- _Prompt 1_: According to the text on event web apps in Customer Insights Journeys, what technologies is the downloadable website built with?
- _Prompt 2_: Report every line of the records that contains the word "wing".

- _Page_:
------------------------
What are the Event Web Apps from Customer Insights Journeys?
The event web apps from Customer Insights Journeys are a feature where you can easily create a lightweight website to display your events directly integrated with dynamics customer insights. When you create one web application, you are able to download a zip file that contains the whole website in a lightweight web application built with HTML, CSS, and JavaScript. Once you have it downloaded locally, you can edit it and brand it to your needs.

This allows you to be pretty flexible with regards to what you can do in the portal with the events, or not, or how to display them, apply some filters, sorting options, or searching options, as you are fully in control of your website. As well as multi-language options, which I think it’s better handled than in Power Pages.
Why not just stick to Power Pages?
Power Pages provides a low-code, managed option within the Power Platform and includes an event registration template for Customer Insights - Journeys. It is a good option when you want to build and maintain the website primarily through Power Pages Studio rather than working directly with the source code. But even some experts on Power Pages are ditching the Power Pages Studio, like Nick Doelman in this article
However, hosting your own web application gives you more control over the front-end experience, deployment process, and hosting provider. You can modify how events are displayed, introduce custom functionality, and use the development tools and frameworks that best fit your requirements.
Licensing is another consideration. Power Pages requires additional capacity for authenticated or anonymous users, whereas a self-hosted event web app uses the hosting plan you select. The most cost-effective option will depend on your expected traffic, maintenance requirements, and the capabilities your event website needs.
Yes, I vibe-coded the branding
In my case, I vibe-coded the branding for my web application. It simplifies the process of branding on the web portal, but most importantly, it will respect the structure that Customer Insights has created for the event portal and just build on top of that, avoid unnecessarily restructuring the application.
As with any AI-generated code, I reviewed and tested the changes before deploying them.
How I set it up
Configuring Dynamics
First thing we do in Customer Insights Journeys is go to our settings and scroll down to the event management section to click on web applications and then create a new one.
We will give that web application a name and an origin. The origin must match the domain where the application is hosted so that the browser’s CORS requests to the Customer Insights - Journeys API are allowed. I recommend creating two web applications:
- One with the origin to your actual domain, which in my case is
https://events.roastingflow.com - One with the origin pointing to
http://localhost:3000
This one will be entirely for your local calls, so you can see that it shows your events and it shows your event forms correctly.
------------------------
(Source data)
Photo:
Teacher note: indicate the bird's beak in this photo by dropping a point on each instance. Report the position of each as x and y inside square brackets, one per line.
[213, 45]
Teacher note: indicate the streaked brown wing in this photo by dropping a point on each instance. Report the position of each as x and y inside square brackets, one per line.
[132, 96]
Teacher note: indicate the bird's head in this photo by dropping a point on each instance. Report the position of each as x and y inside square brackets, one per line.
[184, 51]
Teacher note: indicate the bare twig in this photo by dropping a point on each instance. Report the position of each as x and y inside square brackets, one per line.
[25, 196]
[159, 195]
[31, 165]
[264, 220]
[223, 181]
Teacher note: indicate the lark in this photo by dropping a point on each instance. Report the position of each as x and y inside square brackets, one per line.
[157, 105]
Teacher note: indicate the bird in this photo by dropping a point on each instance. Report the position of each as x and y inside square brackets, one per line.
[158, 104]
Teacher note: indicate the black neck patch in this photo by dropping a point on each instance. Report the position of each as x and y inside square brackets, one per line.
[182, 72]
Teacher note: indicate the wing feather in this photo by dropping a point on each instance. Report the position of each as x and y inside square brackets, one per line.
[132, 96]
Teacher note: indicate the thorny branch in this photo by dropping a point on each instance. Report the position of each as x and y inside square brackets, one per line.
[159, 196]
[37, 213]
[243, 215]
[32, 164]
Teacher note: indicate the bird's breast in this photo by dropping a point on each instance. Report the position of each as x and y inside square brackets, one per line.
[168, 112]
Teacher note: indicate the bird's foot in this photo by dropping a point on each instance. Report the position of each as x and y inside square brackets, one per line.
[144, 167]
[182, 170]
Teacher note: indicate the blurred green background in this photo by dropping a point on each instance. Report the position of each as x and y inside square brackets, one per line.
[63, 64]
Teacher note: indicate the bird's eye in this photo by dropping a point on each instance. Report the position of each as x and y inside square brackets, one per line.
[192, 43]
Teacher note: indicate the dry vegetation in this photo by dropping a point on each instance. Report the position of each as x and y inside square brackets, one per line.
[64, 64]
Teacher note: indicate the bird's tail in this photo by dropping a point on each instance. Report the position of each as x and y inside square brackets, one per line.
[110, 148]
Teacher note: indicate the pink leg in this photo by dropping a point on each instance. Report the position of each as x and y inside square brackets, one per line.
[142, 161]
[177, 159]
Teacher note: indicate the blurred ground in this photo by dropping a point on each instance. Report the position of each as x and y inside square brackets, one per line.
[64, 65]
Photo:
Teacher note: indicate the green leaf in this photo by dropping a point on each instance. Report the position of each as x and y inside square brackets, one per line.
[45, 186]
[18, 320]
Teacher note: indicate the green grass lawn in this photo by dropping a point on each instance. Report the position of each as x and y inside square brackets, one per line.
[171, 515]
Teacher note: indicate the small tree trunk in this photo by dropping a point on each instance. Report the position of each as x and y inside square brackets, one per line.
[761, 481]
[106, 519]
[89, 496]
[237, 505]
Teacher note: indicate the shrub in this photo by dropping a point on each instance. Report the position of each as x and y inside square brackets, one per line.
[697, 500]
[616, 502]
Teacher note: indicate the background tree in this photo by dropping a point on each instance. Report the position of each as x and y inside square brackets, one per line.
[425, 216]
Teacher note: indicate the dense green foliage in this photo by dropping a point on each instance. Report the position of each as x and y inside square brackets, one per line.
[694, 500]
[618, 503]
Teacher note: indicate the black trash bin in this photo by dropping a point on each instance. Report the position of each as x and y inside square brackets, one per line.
------------------------
- _Result 1_: HTML, CSS, and JavaScript.

- _Result 2_:
Teacher note: indicate the streaked brown wing in this photo by dropping a point on each instance. Report the position of each as x and y inside square brackets, one per line.
Teacher note: indicate the wing feather in this photo by dropping a point on each instance. Report the position of each as x and y inside square brackets, one per line.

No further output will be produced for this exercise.